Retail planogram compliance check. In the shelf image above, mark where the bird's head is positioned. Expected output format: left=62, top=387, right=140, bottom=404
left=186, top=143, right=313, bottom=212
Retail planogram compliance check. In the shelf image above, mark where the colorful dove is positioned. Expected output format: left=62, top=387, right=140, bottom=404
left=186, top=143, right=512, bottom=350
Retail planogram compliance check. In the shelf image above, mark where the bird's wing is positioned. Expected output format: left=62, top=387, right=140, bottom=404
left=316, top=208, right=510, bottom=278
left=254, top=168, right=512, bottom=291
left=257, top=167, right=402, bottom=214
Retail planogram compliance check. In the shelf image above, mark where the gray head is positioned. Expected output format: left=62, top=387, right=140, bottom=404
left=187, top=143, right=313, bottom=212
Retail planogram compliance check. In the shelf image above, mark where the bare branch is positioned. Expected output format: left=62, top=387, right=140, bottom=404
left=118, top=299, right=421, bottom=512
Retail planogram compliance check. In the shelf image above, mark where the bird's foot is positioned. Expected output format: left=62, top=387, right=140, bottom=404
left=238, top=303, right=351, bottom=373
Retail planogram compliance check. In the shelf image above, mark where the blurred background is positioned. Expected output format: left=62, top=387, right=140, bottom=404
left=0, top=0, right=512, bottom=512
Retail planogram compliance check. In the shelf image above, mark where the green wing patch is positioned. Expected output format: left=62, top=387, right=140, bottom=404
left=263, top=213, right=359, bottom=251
• • • • • • •
● **Task objective**:
Copy out all of the records above line for line, with no changes.

● **Full solution**:
Retail planogram compliance check. In the shelf image above, mark where the bird's head is positioned. Expected output format: left=62, top=387, right=140, bottom=404
left=186, top=143, right=313, bottom=212
Retail planogram compliance check. In the shelf image above, mark where the colorful dove is positioned. Expected output format: left=62, top=387, right=140, bottom=404
left=186, top=143, right=512, bottom=350
Retail planogram compliance check. In the shelf image above, mark where the bird's wing is positioned. Expected output format: left=62, top=387, right=140, bottom=404
left=316, top=208, right=510, bottom=278
left=254, top=168, right=512, bottom=291
left=257, top=167, right=402, bottom=214
Retail planogram compliance check. In the shelf image above, mark where the gray head is positioned. Expected output format: left=62, top=387, right=140, bottom=404
left=187, top=143, right=313, bottom=212
Retail planogram compliance check. In the shelf image above, mark where the bare branch is positioned. Expected output format: left=62, top=387, right=140, bottom=404
left=118, top=299, right=421, bottom=512
Retail planogram compliance check. In the shelf image above, mark where the bird's foot is positioned. Expected output format: left=62, top=387, right=140, bottom=404
left=238, top=303, right=351, bottom=373
Retail planogram compliance check. In the shelf image above, mark where the blurred background is positioned. Expected output format: left=62, top=387, right=140, bottom=404
left=0, top=0, right=512, bottom=512
Retail planogram compliance check. In the shelf image above, mark where the green wing patch is positioned. Expected output format: left=62, top=387, right=140, bottom=404
left=263, top=213, right=359, bottom=251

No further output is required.